_ARTICLE_
◇ ◇ ◇ ◇ ◇

The Great Eminent Domain Case You Never Heard About

            It’s that time again, and the silly season is upon us with front-page news of yet another official hegira to the Middle East in pursuit of the elusive peace. On the one hand there are the downtrodden Palestinians who in pursuit of their just cause want no more than to liquidate Israel, and kill the Israelis along with as many Americans as they can. On the other hand, for some strange reason, the Israelis  don’t fancy being killed so they tend to fight back when attacked — an activity that all progressive thinkers know to be intolerably wicked. So what does all that familiar and depressing stuff have to do with this blog on eminent domain, you ask? Good question. It seems that according to the front page of the New York Times, of January 11, 2008, President Bush has called inter alia for “compensating Palestinians and their descendants for homes they left in what is now Israel,” (emphasis added). That got our attention because it sounds like El Presidente has wandered onto our turf, and since compensation for lost property is our bag, some comment appears appropriate.

We hope that this won’t come as too much of a shock to  our readers, so maybe you better sit down before going on, but in spite of all the propaganda on this subject, the Israelis have already paid for those Arab homes, at least for those of them whose Arab owners would accept payment, and have for years stood ready to pay the others if they would only take the money. We understand that this is not what you have been reading in your newspaper, nor what you have seen and heard on the tube, but that’s the way it is. Since your faithful servant is well into what’s sometimes called the “golden years,” we realize that there are many younger folks out there who have not lived through these events and may think of them as history rather than as current events, so it may be a good idea to review the bidding so to speak.

When Israel accepted the UN partition of the British Palestine mandated and declared its independence in 1948 it was promptly attacked by a half-dozen Arab armies plus a bunch of irregulars under the leadership of a guy named el Kawukji. The ideological godfather of this genocidal effort was Haj Amin al Husseini, the Grand Mufti of Jerusalem, who spent World War II in Germany, helping Hitler to raise SS troops from the Moslem communities in the German-occupied Balkans. Having seen that in WW II nobody lifted a finger to save the Jews from being exterminated by the Germans, good ol’ Haj Amin figured that he could do an encore in the Middle East. And so, when instead of prosecuting him, the Britsh released him all those attacking Arab worthies, under his leadership, made no bones about their aim which was to “drive the Jews into the sea” as they never tired of asserting, seize their land and keep it. The strategy of the attacking Arabs was to persuade or intimidate their Arab compatriots to leave their homes and get out of the way of the advancing Arab armies, giving them a clear field of fire, the idea being that once the Jews were duly driven into the sea, those Arabs could return to their abandoned homes and seize the homes of the departed Jews as well. What a deal!

◇ ◇ ◇ ◇ ◇

_RECORDS SHOWN_
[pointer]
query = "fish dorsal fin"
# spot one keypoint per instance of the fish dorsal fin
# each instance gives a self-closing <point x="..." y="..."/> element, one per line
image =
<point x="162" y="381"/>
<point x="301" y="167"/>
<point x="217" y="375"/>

◇ ◇ ◇ ◇ ◇

_INSTRUCTIONS FOR THE TASK_
Answer these questions about the eminent domain blog post:
(a) Which newspaper, and which date of it, does the blog post cite for President Bush's call to compensate Palestinians?
(b) In what year did Israel declare its independence?
(c) Where did Haj Amin al Husseini spend World War II?

_RESPONSE BELOW_
(a) The New York Times, January 11, 2008.
(b) 1948.
(c) In Germany.